### Quoted text ###

# Old Russian Rangefinders



## frXnz kafka (Oct 23, 2007)

What's the scoop on these things? They go pretty cheap on eBay, are they any good? I'm not expecting miracles, just something to play around with. I'm particularly looking at the FED-2.


----------



## Mitica100 (Oct 23, 2007)

Russian cameras were mostly copies of the German ones (Contax/Kiev and Leica/Fed-Zorkii). While the mechanics are OK, the optics are often underpar. That's due to a very lax quality control (I think it was rather a quantity control back then) and if you get two good lenses in a batch of ten identical ones, then you're lucky. These cameras were made in huge quantities and that explains why they're so cheap nowadays.

All that being said though, you can't beat a good working Zorkii/Fed with a good lens, at least price wise.


----------



## Helen B (Oct 23, 2007)

Back in the sixties I spent a while trying to decide between a Fed and a Zorki, and ended up getting a Zorki 4. Maybe it was because it came with a faster lens. I was quite happy with it. The lens was soft at wider apertures, but not unusably so, and it performed well when stopped down. A good lens hood was essential. As Mitica says, the quality of the lenses varied widely from example to example. 

Best,
Helen


----------



## frXnz kafka (Oct 28, 2007)

Well I guess we'll find out in a week or so. Just picked up a FED-2 on eBay.


----------



## jwkwd (Oct 31, 2007)

I have a Zorki and found that the biggest pain, is getting the film leader cut right so you can load it.


----------

###

◆ **Required work**
Using the rangefinder thread, answer:
(a) Which camera did Helen B end up getting in the sixties?
(b) Which model did frXnz kafka pick up on eBay?
(c) What does jwkwd name as the biggest pain with a Zorki?
The data has no connection to the thread on old Russian rangefinders.

### Supplied material ###

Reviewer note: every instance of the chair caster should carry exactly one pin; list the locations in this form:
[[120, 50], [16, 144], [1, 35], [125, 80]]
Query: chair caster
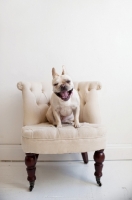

###

◆ **Output**
(a) A Zorki 4.
(b) A FED-2.
(c) Getting the film leader cut right so the film can be loaded.